--- start of DATA FOR PROCESSING ---

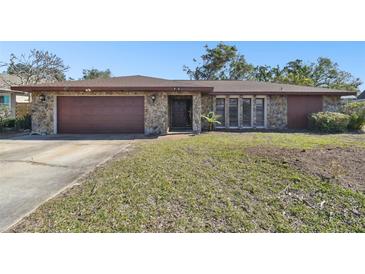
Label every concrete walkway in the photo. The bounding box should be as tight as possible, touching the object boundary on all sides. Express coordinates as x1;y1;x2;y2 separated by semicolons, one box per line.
0;135;142;232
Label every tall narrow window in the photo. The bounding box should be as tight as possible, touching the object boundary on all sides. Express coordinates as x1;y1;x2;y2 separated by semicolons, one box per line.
242;98;252;127
229;98;238;127
256;98;265;127
215;98;225;127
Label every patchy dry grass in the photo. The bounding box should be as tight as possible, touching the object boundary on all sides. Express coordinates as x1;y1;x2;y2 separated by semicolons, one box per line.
12;133;365;232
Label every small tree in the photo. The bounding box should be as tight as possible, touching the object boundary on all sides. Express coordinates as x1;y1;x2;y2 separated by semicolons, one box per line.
0;49;69;85
82;68;112;80
202;111;221;130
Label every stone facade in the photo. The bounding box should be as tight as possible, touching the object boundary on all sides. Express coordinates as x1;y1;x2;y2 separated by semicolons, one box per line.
32;91;341;135
193;93;202;133
267;96;288;129
323;96;342;112
31;93;56;134
32;91;201;135
144;93;169;135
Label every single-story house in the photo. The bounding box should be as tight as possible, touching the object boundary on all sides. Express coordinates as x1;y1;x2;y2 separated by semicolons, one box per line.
11;75;356;135
0;74;29;118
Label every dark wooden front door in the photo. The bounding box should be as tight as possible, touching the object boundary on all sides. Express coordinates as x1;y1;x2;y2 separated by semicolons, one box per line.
170;98;192;129
57;96;144;133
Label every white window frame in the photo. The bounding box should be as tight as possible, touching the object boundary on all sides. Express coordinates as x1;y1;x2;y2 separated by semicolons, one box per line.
228;95;240;129
214;96;227;129
240;95;255;128
255;95;267;128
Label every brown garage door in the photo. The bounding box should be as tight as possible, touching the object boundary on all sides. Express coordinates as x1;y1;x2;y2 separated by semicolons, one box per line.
288;96;323;129
57;96;144;133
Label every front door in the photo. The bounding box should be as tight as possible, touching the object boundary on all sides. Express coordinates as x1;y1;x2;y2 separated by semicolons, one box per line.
170;98;192;129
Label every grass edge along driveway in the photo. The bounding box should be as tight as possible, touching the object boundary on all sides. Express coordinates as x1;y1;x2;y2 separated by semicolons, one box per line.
11;133;365;232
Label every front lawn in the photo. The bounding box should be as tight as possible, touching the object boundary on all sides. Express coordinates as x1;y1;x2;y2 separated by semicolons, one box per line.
11;133;365;232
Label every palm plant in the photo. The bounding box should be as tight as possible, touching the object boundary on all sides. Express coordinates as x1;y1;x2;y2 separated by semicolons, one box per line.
202;111;221;130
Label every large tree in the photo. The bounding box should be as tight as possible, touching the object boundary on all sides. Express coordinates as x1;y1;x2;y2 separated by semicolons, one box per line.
1;49;69;85
183;43;254;80
184;43;362;91
82;68;111;80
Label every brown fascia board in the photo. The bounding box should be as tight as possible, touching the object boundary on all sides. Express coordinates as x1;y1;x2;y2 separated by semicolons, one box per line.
10;86;213;92
209;91;357;96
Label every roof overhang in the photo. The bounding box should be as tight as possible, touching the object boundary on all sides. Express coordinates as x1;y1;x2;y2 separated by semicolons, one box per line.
0;88;26;95
209;91;357;96
11;86;213;92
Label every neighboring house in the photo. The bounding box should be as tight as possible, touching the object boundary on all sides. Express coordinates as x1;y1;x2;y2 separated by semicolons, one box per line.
0;74;29;118
12;76;356;134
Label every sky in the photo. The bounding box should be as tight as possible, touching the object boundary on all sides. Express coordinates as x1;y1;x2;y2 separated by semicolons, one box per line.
0;41;365;90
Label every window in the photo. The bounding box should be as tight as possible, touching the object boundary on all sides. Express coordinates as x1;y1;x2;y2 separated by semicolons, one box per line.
256;98;265;127
0;95;10;106
229;98;238;127
215;98;225;127
242;98;252;127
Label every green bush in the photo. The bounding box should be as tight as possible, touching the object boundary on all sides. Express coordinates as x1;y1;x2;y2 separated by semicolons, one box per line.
309;112;350;132
342;102;365;130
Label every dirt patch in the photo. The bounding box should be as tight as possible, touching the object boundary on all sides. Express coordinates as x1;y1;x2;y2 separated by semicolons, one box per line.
246;147;365;193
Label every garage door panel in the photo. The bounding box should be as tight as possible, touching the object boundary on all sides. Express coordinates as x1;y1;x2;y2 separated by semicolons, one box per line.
57;96;144;133
288;95;323;129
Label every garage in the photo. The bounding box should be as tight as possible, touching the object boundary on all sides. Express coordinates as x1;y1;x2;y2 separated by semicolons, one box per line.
288;95;323;129
57;96;144;134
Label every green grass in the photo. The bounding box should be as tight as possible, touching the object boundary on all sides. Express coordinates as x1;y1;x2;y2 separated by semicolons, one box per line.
15;133;365;232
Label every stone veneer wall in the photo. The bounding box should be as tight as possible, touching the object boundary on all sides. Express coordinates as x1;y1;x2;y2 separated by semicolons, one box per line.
32;91;201;135
31;92;56;134
323;96;342;112
267;95;288;129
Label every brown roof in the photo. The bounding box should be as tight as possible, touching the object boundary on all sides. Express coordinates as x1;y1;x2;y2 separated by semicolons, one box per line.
11;75;356;95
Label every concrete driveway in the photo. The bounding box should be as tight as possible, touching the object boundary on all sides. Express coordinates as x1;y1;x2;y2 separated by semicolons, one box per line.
0;135;136;231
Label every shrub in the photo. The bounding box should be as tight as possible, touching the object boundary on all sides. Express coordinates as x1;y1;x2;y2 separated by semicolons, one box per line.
309;112;350;132
342;102;365;130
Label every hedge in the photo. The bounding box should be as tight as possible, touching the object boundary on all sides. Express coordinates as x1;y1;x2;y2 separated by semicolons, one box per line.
342;102;365;130
309;112;350;133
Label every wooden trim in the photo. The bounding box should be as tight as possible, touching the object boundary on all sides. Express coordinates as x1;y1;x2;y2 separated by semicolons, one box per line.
11;86;213;92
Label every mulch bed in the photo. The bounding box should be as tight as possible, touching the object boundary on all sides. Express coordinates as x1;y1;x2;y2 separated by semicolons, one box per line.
246;147;365;193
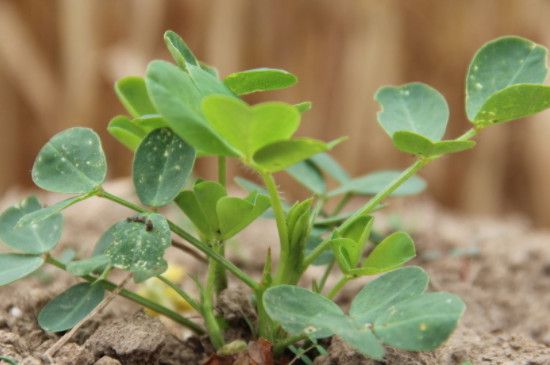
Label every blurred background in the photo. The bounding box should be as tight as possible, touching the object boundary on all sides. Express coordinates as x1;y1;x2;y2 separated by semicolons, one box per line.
0;0;550;227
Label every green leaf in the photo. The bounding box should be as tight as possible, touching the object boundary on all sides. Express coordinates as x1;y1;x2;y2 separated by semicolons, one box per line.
286;160;327;195
392;131;476;157
310;152;350;184
466;37;548;124
0;196;63;254
38;283;105;332
105;213;171;283
373;292;465;351
32;127;107;194
263;285;346;338
374;82;449;141
223;68;298;95
349;266;429;325
133;128;195;207
146;61;236;156
115;76;157;117
0;253;44;286
67;255;111;276
474;84;550;126
216;192;270;240
107;115;147;151
164;30;199;70
253;138;335;173
353;232;416;275
327;170;426;197
203;95;300;159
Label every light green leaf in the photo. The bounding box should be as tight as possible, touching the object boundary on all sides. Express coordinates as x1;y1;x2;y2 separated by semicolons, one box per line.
115;76;157;117
474;84;550;126
164;30;199;70
146;61;236;156
133;128;195;207
392;131;476;157
216;192;270;240
253;138;335;172
38;283;105;332
223;68;298;95
286;160;327;195
327;170;426;197
107;115;147;151
67;255;111;276
353;232;416;275
349;266;429;325
105;213;171;283
0;196;63;254
310;152;350;184
263;285;346;338
373;292;465;351
203;95;300;159
32;127;107;194
0;253;44;286
466;37;548;120
374;82;449;141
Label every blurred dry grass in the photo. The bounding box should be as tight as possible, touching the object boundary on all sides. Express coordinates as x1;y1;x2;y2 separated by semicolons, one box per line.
0;0;550;226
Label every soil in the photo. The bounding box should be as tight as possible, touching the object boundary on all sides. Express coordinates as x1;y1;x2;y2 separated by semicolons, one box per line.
0;181;550;365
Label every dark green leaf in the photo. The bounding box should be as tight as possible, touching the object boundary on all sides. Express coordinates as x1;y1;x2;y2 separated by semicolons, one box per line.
223;68;298;95
466;37;547;123
38;283;105;332
0;196;63;254
133;128;195;207
374;82;449;141
32;127;107;194
0;253;44;286
115;76;157;117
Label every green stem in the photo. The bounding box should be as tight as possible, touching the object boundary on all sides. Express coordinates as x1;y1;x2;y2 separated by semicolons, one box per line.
157;275;202;313
97;190;259;290
46;255;204;334
261;173;291;283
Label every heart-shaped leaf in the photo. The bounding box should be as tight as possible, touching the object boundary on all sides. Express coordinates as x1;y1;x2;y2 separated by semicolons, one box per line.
373;292;466;351
286;160;327;195
115;76;157;117
107;115;147;151
327;170;426;197
145;61;236;156
32;127;107;194
374;82;449;141
0;253;44;286
133;128;195;207
474;84;550;126
0;196;63;254
203;95;300;159
105;213;171;282
392;131;476;157
253;138;339;173
349;266;429;325
223;68;298;95
67;255;111;276
263;285;346;338
466;37;548;124
216;193;270;240
38;283;105;332
352;232;416;275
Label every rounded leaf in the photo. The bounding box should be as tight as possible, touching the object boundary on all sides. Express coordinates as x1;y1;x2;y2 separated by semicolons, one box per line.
38;283;105;332
32;127;107;194
0;196;63;254
0;253;44;286
133;128;195;207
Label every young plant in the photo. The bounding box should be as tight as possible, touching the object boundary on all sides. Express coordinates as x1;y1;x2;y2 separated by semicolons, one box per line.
0;31;550;359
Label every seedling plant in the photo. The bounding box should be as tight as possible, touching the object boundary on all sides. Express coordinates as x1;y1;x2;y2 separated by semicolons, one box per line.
0;31;550;359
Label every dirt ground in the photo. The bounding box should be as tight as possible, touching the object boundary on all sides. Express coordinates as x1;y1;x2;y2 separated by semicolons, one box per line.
0;181;550;365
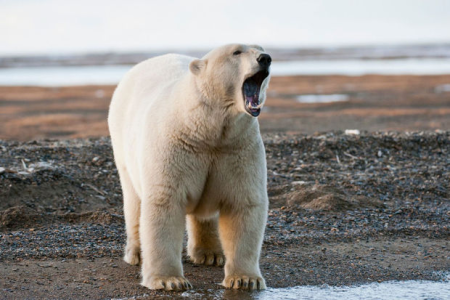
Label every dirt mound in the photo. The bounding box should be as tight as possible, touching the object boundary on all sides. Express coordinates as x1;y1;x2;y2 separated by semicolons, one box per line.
286;185;384;211
0;205;40;229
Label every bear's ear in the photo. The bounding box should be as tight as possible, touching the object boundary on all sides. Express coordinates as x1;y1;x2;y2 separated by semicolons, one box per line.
189;59;206;75
250;45;265;52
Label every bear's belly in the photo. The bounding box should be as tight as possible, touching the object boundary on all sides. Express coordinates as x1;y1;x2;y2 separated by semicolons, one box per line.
186;185;220;218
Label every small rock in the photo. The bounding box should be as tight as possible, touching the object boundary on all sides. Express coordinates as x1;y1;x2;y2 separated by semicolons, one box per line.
345;129;361;135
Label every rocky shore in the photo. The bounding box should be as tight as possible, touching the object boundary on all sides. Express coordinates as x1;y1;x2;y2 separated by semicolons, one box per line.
0;131;450;299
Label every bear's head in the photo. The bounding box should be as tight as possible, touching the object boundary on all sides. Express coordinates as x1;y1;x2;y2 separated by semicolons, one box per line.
189;44;272;117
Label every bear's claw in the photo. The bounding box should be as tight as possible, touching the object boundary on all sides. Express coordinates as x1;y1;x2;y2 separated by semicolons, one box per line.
123;247;141;266
190;250;225;266
141;276;192;291
222;275;266;290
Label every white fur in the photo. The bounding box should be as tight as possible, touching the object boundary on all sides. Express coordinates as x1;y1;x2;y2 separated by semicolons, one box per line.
108;45;269;290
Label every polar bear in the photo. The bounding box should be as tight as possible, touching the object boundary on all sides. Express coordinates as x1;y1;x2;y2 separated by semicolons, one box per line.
108;44;271;290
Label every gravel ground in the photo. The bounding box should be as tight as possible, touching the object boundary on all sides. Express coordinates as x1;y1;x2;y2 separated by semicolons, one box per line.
0;131;450;299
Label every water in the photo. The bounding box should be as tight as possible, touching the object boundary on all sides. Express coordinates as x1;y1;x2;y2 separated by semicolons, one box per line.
0;59;450;86
182;281;450;300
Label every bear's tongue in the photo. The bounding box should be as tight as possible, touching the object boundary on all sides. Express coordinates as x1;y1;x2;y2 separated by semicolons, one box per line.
244;79;259;109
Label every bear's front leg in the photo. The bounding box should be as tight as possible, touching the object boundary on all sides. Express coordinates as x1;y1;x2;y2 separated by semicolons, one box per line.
187;215;225;266
219;201;267;290
139;191;192;290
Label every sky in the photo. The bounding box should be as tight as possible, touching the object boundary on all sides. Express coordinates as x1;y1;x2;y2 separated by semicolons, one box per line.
0;0;450;55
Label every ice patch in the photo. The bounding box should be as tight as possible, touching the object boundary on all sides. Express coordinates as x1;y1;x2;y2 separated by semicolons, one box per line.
296;94;348;103
0;58;450;89
181;281;450;300
434;84;450;93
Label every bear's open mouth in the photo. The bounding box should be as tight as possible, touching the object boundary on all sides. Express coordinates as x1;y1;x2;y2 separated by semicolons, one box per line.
242;70;269;117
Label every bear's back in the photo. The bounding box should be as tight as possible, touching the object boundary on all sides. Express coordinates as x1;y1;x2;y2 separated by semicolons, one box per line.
108;54;195;134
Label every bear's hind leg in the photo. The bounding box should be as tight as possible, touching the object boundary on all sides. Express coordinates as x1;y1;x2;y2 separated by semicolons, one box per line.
187;215;225;266
140;192;192;290
219;204;267;290
119;168;141;265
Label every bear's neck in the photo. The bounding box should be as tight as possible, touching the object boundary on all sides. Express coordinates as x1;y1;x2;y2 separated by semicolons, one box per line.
180;77;259;148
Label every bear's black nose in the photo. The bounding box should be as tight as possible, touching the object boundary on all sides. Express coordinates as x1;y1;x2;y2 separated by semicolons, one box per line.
256;54;272;68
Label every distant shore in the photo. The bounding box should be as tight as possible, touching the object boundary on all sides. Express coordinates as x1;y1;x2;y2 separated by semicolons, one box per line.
0;75;450;141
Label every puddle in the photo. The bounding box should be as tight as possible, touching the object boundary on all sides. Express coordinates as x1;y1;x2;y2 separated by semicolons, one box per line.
295;94;349;103
182;281;450;300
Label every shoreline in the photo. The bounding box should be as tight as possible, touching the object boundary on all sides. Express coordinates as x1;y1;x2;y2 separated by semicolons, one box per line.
0;75;450;141
0;131;450;299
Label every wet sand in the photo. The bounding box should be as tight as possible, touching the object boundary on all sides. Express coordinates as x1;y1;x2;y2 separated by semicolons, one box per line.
0;75;450;141
0;131;450;299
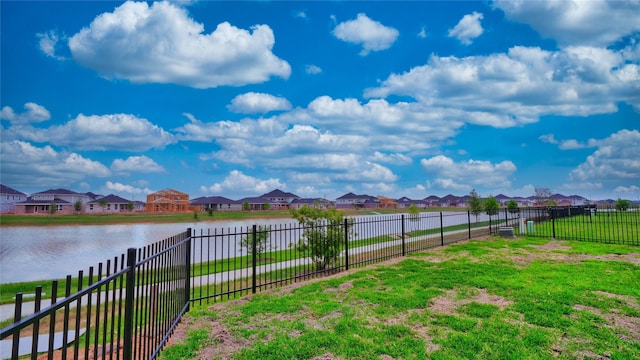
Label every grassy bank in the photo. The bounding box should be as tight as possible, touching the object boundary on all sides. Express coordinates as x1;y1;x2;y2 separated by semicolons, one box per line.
0;208;466;227
161;238;640;359
0;211;290;226
0;222;488;304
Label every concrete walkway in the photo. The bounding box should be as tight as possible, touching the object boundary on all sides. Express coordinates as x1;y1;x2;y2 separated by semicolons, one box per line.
0;228;482;321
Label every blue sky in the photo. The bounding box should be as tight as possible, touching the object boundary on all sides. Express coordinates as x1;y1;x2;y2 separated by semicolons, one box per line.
0;0;640;200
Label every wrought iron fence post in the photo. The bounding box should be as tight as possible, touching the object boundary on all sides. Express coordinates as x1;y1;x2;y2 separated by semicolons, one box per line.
401;214;407;256
124;248;136;360
344;218;349;270
184;228;191;312
251;224;258;294
549;208;556;239
440;211;444;246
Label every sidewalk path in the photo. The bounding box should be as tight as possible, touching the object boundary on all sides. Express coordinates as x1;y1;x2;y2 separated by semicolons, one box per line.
0;227;482;321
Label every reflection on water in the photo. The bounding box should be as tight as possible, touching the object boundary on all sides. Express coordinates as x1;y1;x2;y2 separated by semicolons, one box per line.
0;212;486;284
0;219;296;284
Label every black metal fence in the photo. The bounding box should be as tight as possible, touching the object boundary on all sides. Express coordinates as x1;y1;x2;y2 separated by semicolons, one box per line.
0;230;191;359
518;205;640;245
191;209;520;304
0;206;640;359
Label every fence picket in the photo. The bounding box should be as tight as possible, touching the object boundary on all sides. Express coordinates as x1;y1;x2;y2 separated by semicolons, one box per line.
0;206;640;360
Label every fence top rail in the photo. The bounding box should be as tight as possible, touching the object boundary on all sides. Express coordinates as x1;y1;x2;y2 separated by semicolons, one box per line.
0;267;129;339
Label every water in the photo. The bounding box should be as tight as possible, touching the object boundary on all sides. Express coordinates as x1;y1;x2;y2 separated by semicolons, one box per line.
0;219;292;284
0;212;496;284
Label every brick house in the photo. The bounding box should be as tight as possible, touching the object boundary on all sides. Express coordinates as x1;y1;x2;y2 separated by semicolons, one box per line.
145;189;192;213
0;184;27;214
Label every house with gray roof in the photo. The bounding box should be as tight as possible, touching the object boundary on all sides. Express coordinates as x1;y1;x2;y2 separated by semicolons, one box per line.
0;184;27;214
191;196;242;211
336;192;380;209
84;194;135;214
15;189;93;214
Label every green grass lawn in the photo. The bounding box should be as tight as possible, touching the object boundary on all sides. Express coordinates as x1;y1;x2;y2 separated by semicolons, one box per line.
161;237;640;359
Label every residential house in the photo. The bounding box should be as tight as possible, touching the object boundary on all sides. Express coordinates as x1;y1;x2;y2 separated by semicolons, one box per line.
422;195;440;207
15;189;93;214
259;189;300;210
0;184;27;214
495;194;511;206
145;189;192;213
336;193;380;209
395;196;427;209
440;194;460;207
84;194;135;214
191;196;242;211
289;198;331;209
378;196;398;209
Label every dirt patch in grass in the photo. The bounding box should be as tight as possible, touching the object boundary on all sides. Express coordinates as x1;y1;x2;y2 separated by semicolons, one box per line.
573;305;640;341
429;289;511;315
199;321;249;360
171;238;640;360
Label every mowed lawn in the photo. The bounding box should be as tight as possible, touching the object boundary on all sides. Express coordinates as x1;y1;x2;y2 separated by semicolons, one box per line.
161;237;640;360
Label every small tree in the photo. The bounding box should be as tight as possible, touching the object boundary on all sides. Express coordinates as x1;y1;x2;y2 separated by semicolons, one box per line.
469;189;483;222
73;199;82;213
616;198;631;211
483;195;500;233
98;198;109;212
240;225;276;259
409;204;420;232
290;205;353;271
49;201;58;215
534;188;552;205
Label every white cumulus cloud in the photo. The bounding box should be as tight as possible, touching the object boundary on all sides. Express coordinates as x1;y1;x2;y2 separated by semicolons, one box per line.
304;65;322;75
365;46;640;128
41;114;175;151
68;1;291;88
493;0;640;46
104;181;153;195
0;102;51;124
570;129;640;182
449;11;484;45
111;155;165;173
333;13;400;56
0;140;111;188
420;155;517;191
227;92;291;114
200;170;285;195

--- end of DATA FOR PROCESSING ---

Can you convert the records from the line holding "Label every white cumulus" through the end of the records, inclusive, into a two-column CSV with the headers text and answer? Give one row for each text and its answer, and put each value in a single quoted field with line breaks replaced by spaces.

text,answer
"Label every white cumulus cloud in the photo. The bounding box should be as tight as possible, touching the object boundary on all sides. Express coordinates as x1;y1;x2;y2 separated by semicolons, one box per line.","304;65;322;75 365;46;640;128 41;114;175;151 68;1;291;88 493;0;640;46 104;181;153;195 0;102;51;124 570;129;640;182 449;11;484;45 111;155;165;173 333;13;400;56 0;140;111;188 420;155;517;191 227;92;291;114 200;170;285;195"